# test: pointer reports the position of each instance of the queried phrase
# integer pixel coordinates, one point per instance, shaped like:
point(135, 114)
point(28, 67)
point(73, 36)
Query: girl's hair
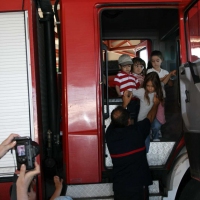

● **Goal**
Copy the records out line for line, leaving out the pictures.

● **Correct output**
# test: pointer reports the position of each instance of the queried phrase
# integer pixel coordinates, one point per instance, shaped like:
point(135, 114)
point(28, 67)
point(73, 36)
Query: girl's hair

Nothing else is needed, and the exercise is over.